STATED TASK 1 -> Work out how many lines of the records contain the string "olive". Reply with the number alone.

SOURCE DOCUMENT ->
○ ○ ○ ○

I have a simple sine function as sin(2*pift+phi). I want to obtain the phase signal phi.
I tried to use FFT to calculate phi. In matlab I do the following
f=200; %frequency of sine wave
overSampRate=30; %oversampling rate
fs=overSampRate*f; %sampling frequency
phase = 3/5*pi; %desired phase shift in radians
nCyl = 5; %to generate five cycles of sine wave
t=0:1/fs:nCyl*1/f; %time base
x=sin(2*pi*f*t+phase); %replace with cos if a cosine wave is desired
NFFT=1024; %NFFT-point DFT
X=fft(x,NFFT); %compute DFT using FFT
XX=2*abs(X(1:NFFT/2+1));
[tt ind]=max(XX);
phase_Estimate=angle(X(ind);
This result makes almost no sense to me. For example, when phi=0.523, phase_Estimate is obtained -0.98.
Using an non-interpolated FFT result phase only works if the period of sinusoid is exactly an integer submultiple of the FFT length. In your example, the sine wave isn't integer periodic in aperture.
If not, you will need to interpolate the phase to get a better estimate. Here's one method to get an better interpolated phase:
First fftshift (rotate by N/2) the data to move the zero phase reference point to the center of the window before doing the FFT. (This is needed to keep the phase from flipping/alternating between adjacent FFT result bins. * )
Then do the FFT and estimate the frequency of the sinusoid by parabolic or, better yet, Sinc interpolation.

○ ○ ○ ○

SUPPLIED DATA ->
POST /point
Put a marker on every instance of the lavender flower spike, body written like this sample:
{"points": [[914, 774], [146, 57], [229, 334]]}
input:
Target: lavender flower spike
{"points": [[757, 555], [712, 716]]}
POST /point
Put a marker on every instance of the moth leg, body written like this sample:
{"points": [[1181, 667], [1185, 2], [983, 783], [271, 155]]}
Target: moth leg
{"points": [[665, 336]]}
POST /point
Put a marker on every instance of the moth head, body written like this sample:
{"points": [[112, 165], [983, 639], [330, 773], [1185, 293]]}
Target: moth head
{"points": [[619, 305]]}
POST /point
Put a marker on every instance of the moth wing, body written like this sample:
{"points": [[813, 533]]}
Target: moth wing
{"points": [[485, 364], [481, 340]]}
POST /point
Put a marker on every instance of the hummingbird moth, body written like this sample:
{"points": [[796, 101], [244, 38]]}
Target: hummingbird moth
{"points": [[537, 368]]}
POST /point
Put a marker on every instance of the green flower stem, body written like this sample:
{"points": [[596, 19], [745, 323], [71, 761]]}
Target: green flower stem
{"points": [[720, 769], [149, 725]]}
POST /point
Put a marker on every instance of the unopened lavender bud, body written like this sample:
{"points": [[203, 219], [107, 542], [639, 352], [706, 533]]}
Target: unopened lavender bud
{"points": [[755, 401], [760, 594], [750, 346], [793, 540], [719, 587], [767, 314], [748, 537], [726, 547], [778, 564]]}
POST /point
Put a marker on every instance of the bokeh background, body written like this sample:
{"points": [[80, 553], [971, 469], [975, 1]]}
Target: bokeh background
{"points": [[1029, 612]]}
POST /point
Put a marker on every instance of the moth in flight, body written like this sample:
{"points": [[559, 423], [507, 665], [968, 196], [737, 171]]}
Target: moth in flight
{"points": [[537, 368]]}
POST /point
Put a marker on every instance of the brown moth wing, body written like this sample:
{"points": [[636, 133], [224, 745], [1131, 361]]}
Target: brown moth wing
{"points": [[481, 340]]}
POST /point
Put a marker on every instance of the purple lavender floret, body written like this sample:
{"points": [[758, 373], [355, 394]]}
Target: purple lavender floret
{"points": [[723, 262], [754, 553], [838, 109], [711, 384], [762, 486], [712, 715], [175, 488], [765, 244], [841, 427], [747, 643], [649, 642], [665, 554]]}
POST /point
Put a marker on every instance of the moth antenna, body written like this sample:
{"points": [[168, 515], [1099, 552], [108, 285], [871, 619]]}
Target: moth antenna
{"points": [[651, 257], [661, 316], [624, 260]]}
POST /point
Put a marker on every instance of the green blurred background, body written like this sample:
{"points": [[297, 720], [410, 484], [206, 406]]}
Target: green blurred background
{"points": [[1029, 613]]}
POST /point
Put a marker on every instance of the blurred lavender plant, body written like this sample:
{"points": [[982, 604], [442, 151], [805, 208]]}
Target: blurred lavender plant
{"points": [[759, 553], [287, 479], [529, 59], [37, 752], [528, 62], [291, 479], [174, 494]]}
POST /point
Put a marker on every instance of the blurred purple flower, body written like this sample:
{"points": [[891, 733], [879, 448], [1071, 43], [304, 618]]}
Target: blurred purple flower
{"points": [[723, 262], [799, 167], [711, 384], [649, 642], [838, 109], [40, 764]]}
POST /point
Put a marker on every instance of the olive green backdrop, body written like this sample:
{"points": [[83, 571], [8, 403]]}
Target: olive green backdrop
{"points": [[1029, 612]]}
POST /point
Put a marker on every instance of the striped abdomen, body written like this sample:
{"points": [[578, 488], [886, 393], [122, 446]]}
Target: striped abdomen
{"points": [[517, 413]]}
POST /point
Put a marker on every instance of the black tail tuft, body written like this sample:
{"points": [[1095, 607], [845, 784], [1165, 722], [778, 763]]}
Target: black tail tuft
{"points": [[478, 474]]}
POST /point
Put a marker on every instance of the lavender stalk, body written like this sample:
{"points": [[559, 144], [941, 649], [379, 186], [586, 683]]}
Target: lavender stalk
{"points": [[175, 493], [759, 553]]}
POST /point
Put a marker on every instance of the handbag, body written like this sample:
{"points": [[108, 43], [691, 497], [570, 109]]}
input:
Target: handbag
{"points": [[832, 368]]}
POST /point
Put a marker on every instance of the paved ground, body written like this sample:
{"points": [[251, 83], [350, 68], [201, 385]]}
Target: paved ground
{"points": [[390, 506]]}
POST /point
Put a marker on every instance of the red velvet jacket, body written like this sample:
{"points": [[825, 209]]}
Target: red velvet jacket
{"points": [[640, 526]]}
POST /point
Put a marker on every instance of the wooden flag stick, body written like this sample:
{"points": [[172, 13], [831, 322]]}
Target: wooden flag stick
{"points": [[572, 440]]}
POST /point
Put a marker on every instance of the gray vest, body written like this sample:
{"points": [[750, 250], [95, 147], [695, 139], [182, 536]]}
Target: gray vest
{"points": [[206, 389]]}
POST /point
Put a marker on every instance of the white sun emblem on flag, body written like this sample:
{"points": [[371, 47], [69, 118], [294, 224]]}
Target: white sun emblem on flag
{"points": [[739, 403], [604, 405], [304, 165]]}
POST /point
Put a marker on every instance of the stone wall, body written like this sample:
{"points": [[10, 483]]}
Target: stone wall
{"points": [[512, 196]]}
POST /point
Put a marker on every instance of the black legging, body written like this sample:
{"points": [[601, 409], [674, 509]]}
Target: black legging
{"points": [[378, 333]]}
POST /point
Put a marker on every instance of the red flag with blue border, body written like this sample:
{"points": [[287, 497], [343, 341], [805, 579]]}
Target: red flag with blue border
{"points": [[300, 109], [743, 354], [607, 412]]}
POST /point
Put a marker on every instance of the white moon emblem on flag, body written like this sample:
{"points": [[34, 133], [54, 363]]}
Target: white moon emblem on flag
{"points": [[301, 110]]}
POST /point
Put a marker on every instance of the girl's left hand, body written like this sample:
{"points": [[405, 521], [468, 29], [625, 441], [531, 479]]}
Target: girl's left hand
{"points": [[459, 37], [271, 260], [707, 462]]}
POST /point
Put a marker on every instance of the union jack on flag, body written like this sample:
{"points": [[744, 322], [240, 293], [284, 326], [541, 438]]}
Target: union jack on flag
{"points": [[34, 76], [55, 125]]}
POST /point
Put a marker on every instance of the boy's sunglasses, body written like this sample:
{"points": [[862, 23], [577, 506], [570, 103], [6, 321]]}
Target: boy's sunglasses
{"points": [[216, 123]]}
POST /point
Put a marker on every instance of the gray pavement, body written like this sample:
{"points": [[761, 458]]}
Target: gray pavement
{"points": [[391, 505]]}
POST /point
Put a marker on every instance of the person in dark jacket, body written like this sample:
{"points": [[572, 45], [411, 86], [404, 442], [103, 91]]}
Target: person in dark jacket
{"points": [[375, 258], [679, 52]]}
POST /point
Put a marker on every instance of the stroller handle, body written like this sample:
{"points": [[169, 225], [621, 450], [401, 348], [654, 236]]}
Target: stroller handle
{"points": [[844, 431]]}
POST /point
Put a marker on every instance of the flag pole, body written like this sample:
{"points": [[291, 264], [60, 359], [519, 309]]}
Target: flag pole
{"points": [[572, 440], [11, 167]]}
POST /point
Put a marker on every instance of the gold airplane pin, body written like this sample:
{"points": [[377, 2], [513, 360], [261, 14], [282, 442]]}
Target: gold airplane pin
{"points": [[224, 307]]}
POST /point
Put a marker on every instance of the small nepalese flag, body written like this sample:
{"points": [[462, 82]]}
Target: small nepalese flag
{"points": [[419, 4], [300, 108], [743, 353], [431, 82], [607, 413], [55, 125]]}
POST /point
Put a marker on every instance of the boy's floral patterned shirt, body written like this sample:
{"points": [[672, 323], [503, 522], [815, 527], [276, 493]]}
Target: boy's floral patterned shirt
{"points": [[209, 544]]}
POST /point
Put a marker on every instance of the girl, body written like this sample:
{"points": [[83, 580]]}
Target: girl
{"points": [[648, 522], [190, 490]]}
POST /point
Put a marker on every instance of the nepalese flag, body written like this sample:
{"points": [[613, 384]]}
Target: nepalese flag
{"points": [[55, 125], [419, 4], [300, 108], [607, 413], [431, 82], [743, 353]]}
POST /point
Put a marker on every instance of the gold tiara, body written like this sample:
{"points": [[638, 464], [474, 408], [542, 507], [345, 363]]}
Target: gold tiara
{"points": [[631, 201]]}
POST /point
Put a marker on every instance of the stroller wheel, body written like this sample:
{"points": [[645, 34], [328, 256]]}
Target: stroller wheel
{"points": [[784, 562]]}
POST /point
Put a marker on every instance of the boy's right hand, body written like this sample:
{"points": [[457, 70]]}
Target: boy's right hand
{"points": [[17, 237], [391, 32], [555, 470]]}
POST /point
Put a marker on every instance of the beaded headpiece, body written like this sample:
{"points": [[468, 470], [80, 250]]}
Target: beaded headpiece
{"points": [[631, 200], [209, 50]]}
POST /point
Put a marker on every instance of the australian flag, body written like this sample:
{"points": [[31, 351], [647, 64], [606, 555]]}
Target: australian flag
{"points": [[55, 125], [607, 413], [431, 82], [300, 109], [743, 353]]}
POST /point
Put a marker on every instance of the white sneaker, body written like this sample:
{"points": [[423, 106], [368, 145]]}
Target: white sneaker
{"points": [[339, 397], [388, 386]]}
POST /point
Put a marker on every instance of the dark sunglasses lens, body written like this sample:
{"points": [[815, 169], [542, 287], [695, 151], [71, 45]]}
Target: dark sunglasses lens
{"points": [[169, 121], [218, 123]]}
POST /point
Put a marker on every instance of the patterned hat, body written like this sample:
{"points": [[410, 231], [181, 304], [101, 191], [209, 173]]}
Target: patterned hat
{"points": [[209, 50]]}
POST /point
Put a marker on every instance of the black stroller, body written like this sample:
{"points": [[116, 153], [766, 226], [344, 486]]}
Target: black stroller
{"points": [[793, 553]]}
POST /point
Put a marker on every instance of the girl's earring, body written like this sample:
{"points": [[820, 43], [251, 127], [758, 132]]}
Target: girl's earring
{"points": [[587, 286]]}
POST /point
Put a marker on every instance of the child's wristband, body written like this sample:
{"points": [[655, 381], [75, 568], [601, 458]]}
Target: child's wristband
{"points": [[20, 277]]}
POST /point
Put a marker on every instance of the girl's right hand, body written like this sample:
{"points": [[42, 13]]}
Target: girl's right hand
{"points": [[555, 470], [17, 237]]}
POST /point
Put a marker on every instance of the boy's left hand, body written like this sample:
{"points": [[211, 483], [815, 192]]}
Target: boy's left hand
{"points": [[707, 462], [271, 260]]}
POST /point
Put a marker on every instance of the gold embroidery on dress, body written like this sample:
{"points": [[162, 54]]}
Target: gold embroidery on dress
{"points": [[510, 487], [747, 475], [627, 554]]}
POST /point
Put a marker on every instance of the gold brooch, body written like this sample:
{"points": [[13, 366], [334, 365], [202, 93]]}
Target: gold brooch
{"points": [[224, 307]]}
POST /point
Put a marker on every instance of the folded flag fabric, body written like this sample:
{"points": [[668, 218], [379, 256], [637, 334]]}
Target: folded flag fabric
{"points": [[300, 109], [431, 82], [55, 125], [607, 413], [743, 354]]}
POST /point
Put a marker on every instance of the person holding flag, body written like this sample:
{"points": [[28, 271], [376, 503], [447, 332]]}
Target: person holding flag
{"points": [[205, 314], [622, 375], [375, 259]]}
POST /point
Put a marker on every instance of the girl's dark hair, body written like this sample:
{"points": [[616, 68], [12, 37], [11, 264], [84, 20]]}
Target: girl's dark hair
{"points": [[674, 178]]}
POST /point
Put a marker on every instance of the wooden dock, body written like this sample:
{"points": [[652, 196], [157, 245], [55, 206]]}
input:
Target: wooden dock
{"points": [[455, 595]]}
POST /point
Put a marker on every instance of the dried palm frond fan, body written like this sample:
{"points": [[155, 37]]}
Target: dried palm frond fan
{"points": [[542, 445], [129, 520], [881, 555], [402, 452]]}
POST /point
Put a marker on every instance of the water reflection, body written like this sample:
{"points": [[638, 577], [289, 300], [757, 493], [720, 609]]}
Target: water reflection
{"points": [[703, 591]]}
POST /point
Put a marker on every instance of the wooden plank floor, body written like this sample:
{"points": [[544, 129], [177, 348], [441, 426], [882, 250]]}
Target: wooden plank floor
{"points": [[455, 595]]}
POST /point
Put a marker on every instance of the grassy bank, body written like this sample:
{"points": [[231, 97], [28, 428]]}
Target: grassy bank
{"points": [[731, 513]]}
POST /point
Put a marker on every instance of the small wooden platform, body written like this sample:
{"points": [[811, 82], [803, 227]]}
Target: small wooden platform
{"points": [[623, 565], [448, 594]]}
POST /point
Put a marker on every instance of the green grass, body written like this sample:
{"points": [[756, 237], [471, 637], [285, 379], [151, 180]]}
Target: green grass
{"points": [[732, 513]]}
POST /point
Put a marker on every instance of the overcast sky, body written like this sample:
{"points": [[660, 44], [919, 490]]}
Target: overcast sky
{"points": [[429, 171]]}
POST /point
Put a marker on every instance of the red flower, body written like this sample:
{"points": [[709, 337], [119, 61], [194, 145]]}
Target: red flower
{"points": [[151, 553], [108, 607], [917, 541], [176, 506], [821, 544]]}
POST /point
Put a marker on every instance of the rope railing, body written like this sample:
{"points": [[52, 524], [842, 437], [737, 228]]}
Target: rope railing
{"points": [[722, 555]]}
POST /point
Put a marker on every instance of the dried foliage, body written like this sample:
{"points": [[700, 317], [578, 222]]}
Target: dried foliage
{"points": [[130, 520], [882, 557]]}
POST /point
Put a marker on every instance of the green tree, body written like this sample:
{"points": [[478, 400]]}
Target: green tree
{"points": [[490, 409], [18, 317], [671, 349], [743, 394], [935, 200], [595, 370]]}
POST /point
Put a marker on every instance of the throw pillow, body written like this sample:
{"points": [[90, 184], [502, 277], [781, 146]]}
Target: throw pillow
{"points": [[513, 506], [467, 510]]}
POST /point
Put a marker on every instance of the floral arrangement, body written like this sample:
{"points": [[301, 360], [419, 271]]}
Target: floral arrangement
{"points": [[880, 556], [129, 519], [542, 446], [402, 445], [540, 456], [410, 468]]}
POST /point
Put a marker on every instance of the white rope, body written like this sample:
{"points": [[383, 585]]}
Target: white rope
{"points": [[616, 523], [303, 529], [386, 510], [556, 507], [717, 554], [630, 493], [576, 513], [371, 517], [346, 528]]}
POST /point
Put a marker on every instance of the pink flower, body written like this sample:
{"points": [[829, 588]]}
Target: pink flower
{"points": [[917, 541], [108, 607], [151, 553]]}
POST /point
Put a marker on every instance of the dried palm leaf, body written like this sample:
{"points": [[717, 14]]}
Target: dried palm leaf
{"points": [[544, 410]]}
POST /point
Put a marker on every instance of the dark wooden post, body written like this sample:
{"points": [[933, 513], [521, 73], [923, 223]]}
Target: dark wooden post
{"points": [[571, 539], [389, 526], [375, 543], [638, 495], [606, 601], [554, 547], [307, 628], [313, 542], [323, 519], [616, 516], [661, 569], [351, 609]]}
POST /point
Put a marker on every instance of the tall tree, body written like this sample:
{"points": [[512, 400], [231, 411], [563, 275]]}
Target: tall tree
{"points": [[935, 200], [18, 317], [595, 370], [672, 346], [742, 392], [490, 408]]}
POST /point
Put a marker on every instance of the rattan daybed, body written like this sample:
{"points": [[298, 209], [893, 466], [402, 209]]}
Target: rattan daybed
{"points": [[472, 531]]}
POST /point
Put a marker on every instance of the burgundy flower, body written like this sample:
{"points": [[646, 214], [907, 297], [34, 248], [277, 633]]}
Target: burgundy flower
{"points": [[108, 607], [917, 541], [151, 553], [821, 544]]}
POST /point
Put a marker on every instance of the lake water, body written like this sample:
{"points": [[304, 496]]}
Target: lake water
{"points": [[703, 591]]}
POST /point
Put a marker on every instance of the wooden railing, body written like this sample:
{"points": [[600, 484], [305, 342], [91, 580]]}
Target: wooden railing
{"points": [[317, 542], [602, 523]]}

○ ○ ○ ○

STATED TASK 2 -> In the MATLAB code of the FFT phase thread above, which variables are set directly to a plain number? List each one with its value.

EXPECTED OUTPUT 1 -> 2

EXPECTED OUTPUT 2 ->
f = 200
overSampRate = 30
nCyl = 5
NFFT = 1024